In the proposed matrix of [54], the low-frequency patterns are in the upper-left corner, and the frequency increases according to the zigzag scan order. Therefore, across different sampling rates, ZoW consistently retains the lowest frequency patterns, which are pivotal for determining the image quality. This allows ZoW to extract features effectively from low to high-frequency components.

3.1.2. Learning-Based Measurement Matrix

Recently, there has been a surge in the development of image CS algorithms based on deep neural networks. These algorithms aim to acquire features from training data to comprehend the underlying representation and subsequently reconstruct test data from their CS measurements. Therefore, some learning-based algorithms are developed to jointly optimize the sampling matrix and the non-linear recovery operator [55,56,57,58,59,60,61]. Ref. [55]’s first attempt leads into a fully connected layeras the sampling matrix for simultaneous sampling and recovery. In the works of [56,57], the authors present the idea of adopting a convolution layer to mimic the sampling process and utilize all-convolutional networks for CS reconstruction. These methods not only train the sampling and recovery stages jointly but are also non-iterative, leading to a significant reduction in time complexity compared to their optimization-based counterparts. However, only utilizing the fully connected or repetitive convolutional layers for the joint learning of the sampling matrix and recovery operator lacks structural diversity, which can be the bottleneck for a further performance improvement. To address this drawback, Ref. [59] proposes a novel optimization-inspired deep-structured network (OPINE-Net), which includes a data-driven and adaptively learned matrix. Specifically, the measurement matrix

Φ \in R^{M \times N}

is a trainable parameter and is adaptively learned by the training dataset. Two constraints are applied to attain the trained matrix simultaneously. Firstly, the orthogonal constraint is designed into a loss term and then enforced into the total loss, as follows:

L_{orth} = \frac{1}{M^{2}} {∥ Φ Φ^{⊤} - I ∥}_{F}^{2}

(6)

where I represents the identity matrix. For the binary constraint, they introduce an element-wise operation, defined below:

BinarySign (z) = 1 if z \geq 0 or - 1 if z < 0

(7)

Experiments show that their proposed learnable matrix can achieve a superior reconstruction performance with constraint incorporation when compared to conventional measurement matrices.

==========

**TASK**
Revise the measurement-matrix excerpt between "In the proposed" and "to high-frequency components.", inclusive, so that "upper-left" becomes "top-left".

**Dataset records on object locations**
==========

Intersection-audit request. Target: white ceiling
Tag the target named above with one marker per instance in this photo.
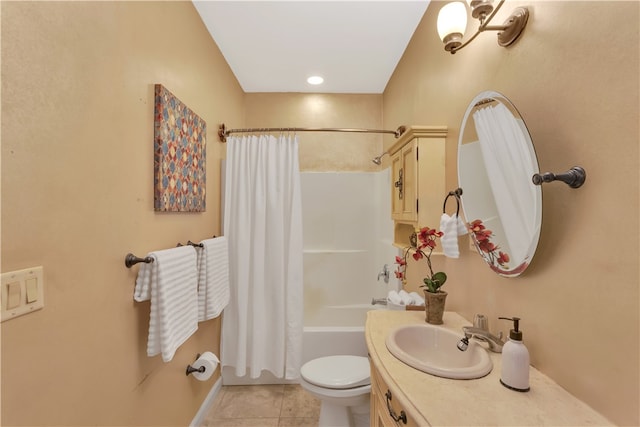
(273, 46)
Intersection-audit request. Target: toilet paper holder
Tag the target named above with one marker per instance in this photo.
(191, 369)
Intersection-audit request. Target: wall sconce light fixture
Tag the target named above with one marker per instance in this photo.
(452, 23)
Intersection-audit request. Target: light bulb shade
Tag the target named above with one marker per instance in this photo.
(452, 19)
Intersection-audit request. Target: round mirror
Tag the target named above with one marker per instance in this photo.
(501, 205)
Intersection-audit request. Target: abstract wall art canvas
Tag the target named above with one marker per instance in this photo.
(179, 155)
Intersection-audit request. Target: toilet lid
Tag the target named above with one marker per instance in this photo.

==========

**TASK RESPONSE**
In the proposed matrix of [54], the low-frequency patterns are in the top-left corner, and the frequency increases according to the zigzag scan order. Therefore, across different sampling rates, ZoW consistently retains the lowest frequency patterns, which are pivotal for determining the image quality. This allows ZoW to extract features effectively from low to high-frequency components.